==== TEXTE PRÉSENTÉ ====

Marcel PROUST

Le Côté de Guermantes

 

Le narrateur reconduit à la maison sa grand-mère qui vient d'être victime d'une congestion cérébrale durant une promenade aux Tuileries.

 

Le soleil déclinait; il enflammait un interminable mur que notre fiacre avait à longer avant d'arriver à la rue que nous habitions, mur sur lequel l'ombre, projetée par le couchant, du cheval et de la voiture, se détachait en noir sur le fond rougeâtre, comme un char funèbre dans une terre cuite de Pompéi. Enfin nous arrivâmes. Je fis asseoir la malade en bas de l'escalier dans le vestibule, et je montai prévenir ma mère. Je lui dis que ma grand-mère rentrait un peu souffrante, ayant eu un étourdissement. Dès mes premiers mots, le visage de ma mère atteignit au paroxysme d'un désespoir pourtant déjà si résigné, que je compris que depuis bien des années elle le tenait tout prêt en elle pour un jour incertain et final. Elle ne me demanda rien; il semblait, de même que la méchanceté aime à exagérer les souffrances des autres, que par tendresse elle ne voulût pas admettre que sa mère fût très atteinte, surtout d'une maladie qui peut toucher à l'intelligence. Maman frissonnait, son visage pleurait sans larmes. Elle courut dire qu'on allât chercher le médecin, mais comme Françoise demandait qui était malade, elle ne put répondre, sa voix s'arrêta dans sa gorge. Elle descendit en courant avec moi, effaçant de sa figure le sanglot qui la plissait. Ma grand-mère attendait en bas sur le canapé du vestibule, mais dès qu'elle nous entendit, se redressa, se tint debout, fit à maman des signes gais de la main. Je lui avais enveloppé à demi la tête avec une mantille en dentelle blanche, lui disant que c'était pour qu'elle n'eût pas froid dans l'escalier. Je ne voulais pas que ma mère remarquât trop l'altération du visage, la déviation de la bouche ; ma précaution était inutile : ma mère s'approcha de grand-mère, embrassa sa main comme celle de son Dieu, la soutint, la souleva jusqu'à l'ascenseur, avec des précautions infinies où il y avait, avec la peur d'être maladroite et de lui faire mal, l'humilité de qui se sent indigne de toucher ce qu'il connaît de plus précieux, mais pas une fois elle ne leva les yeux et ne regarda le visage de la malade.

====

Recopiez mot pour mot un passage de l'extrait du Côté de Guermantes. Commencez aux mots qui contiennent « Marcel PROUST » et arrêtez-vous après « promenade aux Tuileries. ».

==== EXTRAIT DES DONNÉES ====

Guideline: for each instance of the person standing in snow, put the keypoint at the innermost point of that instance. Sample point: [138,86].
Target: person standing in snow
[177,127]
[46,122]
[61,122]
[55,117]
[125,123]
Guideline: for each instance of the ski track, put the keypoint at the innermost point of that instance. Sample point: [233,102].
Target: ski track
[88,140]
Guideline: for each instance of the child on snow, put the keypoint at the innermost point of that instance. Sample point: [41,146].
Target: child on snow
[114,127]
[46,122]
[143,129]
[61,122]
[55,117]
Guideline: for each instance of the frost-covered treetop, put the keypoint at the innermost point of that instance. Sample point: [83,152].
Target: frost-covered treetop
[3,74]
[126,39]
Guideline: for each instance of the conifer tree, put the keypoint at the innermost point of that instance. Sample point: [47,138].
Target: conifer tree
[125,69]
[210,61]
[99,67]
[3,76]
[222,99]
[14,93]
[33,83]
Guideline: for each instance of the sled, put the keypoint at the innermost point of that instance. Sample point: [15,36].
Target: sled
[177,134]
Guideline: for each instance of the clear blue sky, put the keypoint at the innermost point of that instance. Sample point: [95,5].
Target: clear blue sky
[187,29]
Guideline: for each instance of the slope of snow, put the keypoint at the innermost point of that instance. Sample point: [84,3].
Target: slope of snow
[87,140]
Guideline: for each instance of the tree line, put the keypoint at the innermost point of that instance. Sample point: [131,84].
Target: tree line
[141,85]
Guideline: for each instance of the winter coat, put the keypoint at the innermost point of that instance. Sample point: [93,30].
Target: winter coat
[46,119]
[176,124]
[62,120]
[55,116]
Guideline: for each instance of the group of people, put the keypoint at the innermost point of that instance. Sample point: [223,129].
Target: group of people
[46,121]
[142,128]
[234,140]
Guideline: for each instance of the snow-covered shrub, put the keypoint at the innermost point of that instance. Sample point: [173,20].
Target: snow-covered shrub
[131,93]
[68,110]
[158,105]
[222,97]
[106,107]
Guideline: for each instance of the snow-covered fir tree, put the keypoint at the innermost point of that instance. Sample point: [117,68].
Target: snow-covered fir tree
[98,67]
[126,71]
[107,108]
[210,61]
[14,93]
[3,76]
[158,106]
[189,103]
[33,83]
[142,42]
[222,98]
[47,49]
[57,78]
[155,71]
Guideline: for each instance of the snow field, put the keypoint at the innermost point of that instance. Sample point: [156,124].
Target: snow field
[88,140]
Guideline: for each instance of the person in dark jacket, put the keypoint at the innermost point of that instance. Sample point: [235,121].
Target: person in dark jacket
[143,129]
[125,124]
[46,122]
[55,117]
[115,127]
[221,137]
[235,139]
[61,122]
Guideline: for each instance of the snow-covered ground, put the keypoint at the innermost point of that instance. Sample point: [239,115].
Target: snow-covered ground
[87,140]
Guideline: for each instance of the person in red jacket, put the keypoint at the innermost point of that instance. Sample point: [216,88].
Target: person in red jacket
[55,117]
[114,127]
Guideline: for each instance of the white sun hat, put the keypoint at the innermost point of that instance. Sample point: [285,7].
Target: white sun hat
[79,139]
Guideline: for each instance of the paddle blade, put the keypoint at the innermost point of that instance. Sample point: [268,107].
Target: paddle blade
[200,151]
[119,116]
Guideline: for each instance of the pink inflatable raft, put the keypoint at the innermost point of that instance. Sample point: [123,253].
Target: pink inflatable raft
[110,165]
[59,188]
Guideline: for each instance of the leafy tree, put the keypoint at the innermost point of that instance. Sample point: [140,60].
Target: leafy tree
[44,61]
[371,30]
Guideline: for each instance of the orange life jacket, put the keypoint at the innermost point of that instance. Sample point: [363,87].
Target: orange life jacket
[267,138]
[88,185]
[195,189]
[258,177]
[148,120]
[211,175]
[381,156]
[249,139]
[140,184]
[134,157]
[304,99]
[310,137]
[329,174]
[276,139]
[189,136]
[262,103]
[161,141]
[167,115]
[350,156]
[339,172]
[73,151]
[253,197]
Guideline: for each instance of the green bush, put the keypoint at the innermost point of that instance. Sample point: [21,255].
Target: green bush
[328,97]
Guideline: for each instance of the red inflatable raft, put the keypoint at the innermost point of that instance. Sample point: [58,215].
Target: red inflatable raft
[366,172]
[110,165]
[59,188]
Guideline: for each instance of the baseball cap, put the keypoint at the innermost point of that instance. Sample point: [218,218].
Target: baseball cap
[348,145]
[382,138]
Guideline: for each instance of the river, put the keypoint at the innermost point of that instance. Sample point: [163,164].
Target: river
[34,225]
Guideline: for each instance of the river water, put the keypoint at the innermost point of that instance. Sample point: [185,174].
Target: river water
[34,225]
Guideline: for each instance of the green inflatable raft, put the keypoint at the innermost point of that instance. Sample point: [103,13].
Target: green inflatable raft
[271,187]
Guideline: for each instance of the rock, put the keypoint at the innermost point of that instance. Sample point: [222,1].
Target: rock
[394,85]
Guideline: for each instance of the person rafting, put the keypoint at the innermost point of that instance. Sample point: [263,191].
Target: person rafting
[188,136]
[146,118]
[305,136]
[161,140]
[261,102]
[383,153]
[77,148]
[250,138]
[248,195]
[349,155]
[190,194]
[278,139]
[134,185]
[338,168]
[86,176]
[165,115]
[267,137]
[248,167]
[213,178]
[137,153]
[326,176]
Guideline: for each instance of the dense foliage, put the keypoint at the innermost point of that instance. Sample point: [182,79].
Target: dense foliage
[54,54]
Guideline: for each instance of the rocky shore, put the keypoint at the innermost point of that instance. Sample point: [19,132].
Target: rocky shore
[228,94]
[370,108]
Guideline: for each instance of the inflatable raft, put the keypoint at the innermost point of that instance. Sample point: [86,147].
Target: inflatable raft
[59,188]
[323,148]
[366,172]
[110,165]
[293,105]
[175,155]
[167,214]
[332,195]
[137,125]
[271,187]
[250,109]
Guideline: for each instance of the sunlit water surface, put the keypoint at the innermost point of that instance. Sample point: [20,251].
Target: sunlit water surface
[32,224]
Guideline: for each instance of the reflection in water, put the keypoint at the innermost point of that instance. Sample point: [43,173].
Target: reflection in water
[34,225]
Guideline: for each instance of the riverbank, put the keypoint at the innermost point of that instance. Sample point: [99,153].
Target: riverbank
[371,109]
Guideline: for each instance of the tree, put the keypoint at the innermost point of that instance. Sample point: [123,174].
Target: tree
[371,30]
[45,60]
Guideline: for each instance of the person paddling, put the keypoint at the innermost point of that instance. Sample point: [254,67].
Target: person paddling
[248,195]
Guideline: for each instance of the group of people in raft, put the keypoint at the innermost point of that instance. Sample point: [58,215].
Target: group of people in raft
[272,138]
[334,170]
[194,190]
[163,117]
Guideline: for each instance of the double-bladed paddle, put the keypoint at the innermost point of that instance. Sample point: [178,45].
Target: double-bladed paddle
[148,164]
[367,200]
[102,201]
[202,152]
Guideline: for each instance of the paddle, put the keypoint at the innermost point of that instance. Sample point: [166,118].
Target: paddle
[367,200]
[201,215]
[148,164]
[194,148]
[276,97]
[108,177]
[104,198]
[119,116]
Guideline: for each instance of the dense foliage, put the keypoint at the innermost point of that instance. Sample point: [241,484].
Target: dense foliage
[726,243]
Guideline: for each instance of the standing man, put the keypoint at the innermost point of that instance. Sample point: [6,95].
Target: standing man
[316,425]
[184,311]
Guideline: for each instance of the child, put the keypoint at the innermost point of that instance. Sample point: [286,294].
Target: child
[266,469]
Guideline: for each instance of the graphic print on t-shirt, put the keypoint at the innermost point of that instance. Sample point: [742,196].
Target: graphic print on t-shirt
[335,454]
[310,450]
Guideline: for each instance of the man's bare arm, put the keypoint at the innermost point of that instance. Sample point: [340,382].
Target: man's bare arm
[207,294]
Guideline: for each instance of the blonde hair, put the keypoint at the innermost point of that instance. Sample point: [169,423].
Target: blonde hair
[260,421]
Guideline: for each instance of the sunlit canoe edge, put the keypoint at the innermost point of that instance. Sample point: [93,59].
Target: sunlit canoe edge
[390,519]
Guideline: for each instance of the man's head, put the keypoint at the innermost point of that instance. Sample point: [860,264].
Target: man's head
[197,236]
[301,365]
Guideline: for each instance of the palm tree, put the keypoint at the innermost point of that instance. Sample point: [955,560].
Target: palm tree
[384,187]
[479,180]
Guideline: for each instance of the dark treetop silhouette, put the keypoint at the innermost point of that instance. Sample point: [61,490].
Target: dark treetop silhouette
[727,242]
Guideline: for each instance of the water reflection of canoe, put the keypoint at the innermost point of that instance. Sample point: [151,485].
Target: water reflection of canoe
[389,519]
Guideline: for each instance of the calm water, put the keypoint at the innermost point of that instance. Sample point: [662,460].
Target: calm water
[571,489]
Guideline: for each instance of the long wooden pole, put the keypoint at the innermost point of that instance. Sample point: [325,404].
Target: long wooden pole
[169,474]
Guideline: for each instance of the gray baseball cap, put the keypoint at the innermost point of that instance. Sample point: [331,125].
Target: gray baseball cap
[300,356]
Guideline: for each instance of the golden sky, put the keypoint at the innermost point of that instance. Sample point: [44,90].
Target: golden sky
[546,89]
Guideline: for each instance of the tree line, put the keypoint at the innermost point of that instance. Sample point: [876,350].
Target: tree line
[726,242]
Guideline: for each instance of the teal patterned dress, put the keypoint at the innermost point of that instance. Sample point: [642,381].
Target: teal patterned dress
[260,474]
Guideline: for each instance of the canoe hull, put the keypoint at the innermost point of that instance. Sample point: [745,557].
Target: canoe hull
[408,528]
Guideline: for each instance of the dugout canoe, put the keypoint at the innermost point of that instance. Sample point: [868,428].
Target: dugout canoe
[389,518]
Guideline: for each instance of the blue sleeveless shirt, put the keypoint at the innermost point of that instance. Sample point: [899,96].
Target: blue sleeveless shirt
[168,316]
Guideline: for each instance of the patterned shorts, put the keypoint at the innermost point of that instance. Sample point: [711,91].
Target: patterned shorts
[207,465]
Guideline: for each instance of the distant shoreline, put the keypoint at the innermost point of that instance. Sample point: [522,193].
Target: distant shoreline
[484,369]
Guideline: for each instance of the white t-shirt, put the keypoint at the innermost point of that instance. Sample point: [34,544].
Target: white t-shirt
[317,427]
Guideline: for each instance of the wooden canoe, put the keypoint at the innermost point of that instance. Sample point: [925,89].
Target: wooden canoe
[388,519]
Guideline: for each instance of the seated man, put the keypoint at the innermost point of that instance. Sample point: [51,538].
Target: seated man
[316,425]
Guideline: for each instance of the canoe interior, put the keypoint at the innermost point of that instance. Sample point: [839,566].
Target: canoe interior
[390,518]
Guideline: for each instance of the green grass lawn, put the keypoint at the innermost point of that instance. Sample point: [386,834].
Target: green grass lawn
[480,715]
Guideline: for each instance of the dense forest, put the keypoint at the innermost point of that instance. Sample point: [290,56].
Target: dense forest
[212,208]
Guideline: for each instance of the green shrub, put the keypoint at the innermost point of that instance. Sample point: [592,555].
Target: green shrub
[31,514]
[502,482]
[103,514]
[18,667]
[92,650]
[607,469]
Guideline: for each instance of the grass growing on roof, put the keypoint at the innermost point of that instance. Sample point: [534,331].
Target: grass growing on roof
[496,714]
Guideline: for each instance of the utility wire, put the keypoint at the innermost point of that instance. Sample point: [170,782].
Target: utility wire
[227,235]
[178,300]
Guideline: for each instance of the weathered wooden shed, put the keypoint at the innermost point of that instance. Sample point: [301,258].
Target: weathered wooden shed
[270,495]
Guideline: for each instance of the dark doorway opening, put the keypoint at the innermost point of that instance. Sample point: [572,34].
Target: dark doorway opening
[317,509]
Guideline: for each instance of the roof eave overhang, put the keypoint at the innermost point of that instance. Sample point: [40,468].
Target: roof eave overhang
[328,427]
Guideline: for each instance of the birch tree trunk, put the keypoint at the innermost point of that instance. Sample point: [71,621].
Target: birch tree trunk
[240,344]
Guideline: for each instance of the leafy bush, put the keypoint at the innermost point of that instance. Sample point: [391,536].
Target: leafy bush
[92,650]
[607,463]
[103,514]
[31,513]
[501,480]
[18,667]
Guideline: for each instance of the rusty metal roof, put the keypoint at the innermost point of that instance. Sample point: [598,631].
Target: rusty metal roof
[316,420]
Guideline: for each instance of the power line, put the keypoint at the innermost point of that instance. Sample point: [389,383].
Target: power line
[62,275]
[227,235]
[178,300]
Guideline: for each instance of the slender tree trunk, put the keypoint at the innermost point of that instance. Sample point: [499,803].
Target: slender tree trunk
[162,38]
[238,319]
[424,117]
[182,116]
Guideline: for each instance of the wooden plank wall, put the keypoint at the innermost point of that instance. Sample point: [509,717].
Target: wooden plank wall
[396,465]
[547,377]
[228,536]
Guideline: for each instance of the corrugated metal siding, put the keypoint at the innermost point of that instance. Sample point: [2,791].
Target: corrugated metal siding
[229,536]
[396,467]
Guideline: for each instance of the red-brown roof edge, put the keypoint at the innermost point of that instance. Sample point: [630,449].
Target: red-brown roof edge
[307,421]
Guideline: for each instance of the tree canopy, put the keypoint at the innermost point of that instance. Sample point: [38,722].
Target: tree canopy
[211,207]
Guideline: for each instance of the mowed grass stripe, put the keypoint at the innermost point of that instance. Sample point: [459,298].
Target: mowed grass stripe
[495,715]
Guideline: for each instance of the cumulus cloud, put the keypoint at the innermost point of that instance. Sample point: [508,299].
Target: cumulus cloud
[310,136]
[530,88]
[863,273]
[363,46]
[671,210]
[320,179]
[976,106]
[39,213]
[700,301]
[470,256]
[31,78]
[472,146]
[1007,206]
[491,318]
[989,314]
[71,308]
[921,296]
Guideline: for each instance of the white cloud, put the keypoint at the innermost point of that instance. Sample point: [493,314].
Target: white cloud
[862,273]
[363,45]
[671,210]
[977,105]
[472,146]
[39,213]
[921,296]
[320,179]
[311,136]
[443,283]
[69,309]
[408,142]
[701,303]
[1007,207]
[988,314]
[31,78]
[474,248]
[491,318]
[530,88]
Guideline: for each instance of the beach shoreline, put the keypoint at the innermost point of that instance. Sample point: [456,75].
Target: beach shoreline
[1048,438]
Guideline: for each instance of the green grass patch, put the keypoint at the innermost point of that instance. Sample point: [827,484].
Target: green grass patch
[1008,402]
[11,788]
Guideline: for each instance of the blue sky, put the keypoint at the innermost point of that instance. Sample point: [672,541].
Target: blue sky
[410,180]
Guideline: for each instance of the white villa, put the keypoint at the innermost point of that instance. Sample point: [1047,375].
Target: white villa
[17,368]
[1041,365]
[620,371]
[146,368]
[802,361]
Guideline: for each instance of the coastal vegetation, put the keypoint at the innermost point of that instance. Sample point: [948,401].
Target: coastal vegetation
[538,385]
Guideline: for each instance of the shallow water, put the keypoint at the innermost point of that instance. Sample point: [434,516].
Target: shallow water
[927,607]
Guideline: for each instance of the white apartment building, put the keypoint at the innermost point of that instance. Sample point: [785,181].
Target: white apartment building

====

_RÉPONSE PROPOSÉE_:
Marcel PROUST

Le Côté de Guermantes

 

Le narrateur reconduit à la maison sa grand-mère qui vient d'être victime d'une congestion cérébrale durant une promenade aux Tuileries.